- MATERIAL TO PROCESS
>>
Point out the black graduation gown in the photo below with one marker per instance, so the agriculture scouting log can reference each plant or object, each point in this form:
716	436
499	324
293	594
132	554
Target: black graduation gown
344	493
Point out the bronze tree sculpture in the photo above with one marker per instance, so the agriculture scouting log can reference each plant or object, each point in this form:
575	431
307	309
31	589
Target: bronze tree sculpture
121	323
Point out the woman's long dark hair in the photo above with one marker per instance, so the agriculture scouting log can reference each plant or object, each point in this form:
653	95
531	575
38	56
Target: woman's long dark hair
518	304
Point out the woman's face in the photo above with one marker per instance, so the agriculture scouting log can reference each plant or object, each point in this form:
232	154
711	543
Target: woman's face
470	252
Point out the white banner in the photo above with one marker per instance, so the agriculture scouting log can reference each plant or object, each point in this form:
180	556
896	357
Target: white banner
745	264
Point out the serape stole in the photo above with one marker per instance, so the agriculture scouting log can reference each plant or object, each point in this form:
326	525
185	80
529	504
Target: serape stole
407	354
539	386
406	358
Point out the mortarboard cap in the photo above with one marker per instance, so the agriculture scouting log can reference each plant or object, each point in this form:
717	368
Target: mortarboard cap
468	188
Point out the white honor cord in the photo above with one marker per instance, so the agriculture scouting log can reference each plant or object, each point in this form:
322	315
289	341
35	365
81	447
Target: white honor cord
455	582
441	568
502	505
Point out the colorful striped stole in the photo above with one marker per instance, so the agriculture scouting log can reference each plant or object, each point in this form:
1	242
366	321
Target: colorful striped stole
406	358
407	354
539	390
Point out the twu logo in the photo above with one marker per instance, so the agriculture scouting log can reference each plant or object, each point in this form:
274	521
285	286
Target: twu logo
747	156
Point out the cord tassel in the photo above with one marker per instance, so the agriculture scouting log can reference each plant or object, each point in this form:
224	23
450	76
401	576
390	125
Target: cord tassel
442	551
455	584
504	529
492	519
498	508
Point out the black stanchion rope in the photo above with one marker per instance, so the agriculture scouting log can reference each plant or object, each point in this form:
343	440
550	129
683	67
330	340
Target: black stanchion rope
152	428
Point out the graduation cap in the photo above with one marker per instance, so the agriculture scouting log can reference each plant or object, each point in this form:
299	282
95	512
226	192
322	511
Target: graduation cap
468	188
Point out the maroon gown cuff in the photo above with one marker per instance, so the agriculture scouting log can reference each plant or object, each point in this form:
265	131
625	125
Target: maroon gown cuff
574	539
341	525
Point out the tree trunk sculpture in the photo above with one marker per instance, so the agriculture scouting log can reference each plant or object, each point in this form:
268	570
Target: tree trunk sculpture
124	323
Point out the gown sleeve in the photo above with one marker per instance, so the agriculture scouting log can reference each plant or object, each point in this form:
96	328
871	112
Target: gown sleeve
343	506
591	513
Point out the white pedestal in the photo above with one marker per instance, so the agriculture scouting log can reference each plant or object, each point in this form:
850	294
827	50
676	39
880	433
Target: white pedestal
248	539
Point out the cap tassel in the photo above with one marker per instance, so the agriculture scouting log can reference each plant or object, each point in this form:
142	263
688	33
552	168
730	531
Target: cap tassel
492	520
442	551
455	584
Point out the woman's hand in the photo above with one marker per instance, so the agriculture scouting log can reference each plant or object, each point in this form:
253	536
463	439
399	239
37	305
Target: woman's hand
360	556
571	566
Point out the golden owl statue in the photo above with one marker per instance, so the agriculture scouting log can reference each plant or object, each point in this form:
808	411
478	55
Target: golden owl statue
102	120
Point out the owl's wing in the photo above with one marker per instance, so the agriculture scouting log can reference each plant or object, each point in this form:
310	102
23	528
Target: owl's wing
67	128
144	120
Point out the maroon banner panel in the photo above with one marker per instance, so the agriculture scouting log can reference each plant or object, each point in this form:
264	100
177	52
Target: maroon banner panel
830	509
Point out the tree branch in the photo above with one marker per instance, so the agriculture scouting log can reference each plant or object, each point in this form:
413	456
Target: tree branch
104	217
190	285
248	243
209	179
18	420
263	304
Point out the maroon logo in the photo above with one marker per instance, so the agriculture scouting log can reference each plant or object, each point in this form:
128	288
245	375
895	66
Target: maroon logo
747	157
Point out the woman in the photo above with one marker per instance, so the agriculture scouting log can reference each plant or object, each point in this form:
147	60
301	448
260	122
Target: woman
<<
- SET TASK
Reproduce the records verbatim, starting at the line that contains "Point out the tree branch" and ending with the last line of the records, both included.

- THE REPLY
Point out the tree branch in the photo above with one marker per instance, so the agriculture scouting log can reference each plant or object, each point in this form:
413	456
Target: tree branch
104	217
190	285
248	243
209	179
18	420
263	304
Point out the maroon logo in the photo above with one marker per instance, so the agriculture scouting log can reference each plant or object, each point in this form:
128	288
245	375
895	66
Target: maroon logo
747	157
Point out the woman in the photo above with one marker per instance, so the agriculture scouting log can reference each plant or object, each point in this form:
147	60
301	448
260	122
Target: woman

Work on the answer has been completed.